--- START ---
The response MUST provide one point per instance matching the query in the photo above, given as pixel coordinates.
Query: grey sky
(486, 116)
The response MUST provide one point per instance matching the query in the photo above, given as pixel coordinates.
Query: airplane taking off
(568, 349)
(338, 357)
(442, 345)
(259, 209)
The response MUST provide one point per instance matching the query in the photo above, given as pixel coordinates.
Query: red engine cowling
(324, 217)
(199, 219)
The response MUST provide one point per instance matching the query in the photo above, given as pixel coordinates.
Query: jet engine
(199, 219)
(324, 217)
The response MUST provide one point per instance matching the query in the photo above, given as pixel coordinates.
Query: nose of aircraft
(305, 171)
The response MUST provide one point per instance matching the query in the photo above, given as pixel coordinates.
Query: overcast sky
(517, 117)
--- END ---
--- START ---
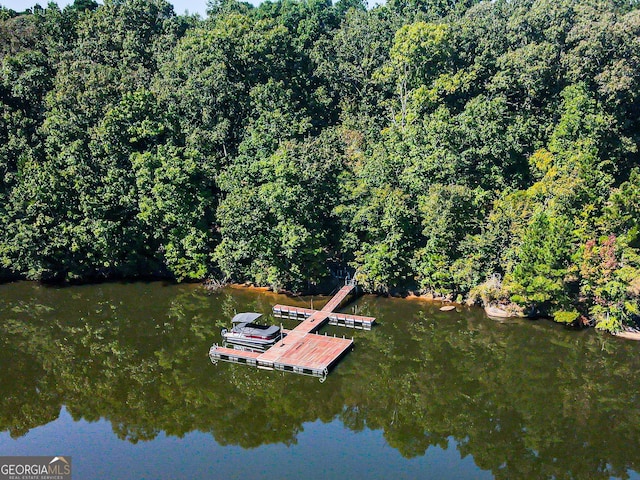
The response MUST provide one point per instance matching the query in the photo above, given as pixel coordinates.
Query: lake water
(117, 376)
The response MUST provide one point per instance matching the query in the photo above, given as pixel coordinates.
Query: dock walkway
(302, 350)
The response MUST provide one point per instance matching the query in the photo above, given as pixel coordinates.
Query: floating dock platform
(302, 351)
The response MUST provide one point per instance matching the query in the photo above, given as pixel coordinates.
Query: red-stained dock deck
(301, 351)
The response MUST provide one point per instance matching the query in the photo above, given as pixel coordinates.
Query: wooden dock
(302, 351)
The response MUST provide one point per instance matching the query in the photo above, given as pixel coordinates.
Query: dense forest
--- END ---
--- START ---
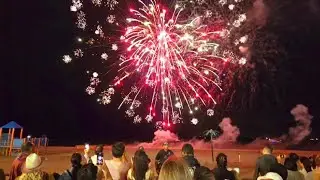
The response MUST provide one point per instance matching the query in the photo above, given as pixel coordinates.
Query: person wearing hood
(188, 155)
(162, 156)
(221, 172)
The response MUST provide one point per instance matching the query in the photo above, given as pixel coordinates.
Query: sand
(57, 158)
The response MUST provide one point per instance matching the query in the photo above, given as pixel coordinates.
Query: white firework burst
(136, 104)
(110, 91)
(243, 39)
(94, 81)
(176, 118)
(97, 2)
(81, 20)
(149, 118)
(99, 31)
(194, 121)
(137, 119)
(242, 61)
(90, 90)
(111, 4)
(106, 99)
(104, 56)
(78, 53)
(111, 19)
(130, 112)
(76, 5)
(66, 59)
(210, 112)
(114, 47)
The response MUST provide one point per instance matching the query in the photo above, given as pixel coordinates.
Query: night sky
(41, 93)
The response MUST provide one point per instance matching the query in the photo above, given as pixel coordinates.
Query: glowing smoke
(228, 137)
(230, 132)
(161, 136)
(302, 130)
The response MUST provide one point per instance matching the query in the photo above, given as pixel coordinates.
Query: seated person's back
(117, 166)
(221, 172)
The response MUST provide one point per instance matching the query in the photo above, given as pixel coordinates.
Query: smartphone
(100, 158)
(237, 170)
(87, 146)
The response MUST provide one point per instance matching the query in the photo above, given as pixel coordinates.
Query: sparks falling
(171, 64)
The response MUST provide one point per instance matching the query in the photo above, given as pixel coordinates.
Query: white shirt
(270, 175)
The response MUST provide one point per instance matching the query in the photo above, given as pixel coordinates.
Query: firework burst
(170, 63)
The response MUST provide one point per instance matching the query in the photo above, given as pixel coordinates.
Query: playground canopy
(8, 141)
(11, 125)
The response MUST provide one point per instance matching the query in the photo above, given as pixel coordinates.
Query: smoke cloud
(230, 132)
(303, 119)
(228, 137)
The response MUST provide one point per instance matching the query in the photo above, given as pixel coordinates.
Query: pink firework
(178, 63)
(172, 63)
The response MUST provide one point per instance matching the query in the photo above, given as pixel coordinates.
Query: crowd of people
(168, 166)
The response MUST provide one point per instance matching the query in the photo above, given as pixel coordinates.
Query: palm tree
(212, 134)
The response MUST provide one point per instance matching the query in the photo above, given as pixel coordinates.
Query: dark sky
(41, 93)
--- END ---
Gather every line in the material above that contains the word "smoke", and copy each of those lines in full.

* [Solution for this problem]
Query: glowing smoke
Query: smoke cloud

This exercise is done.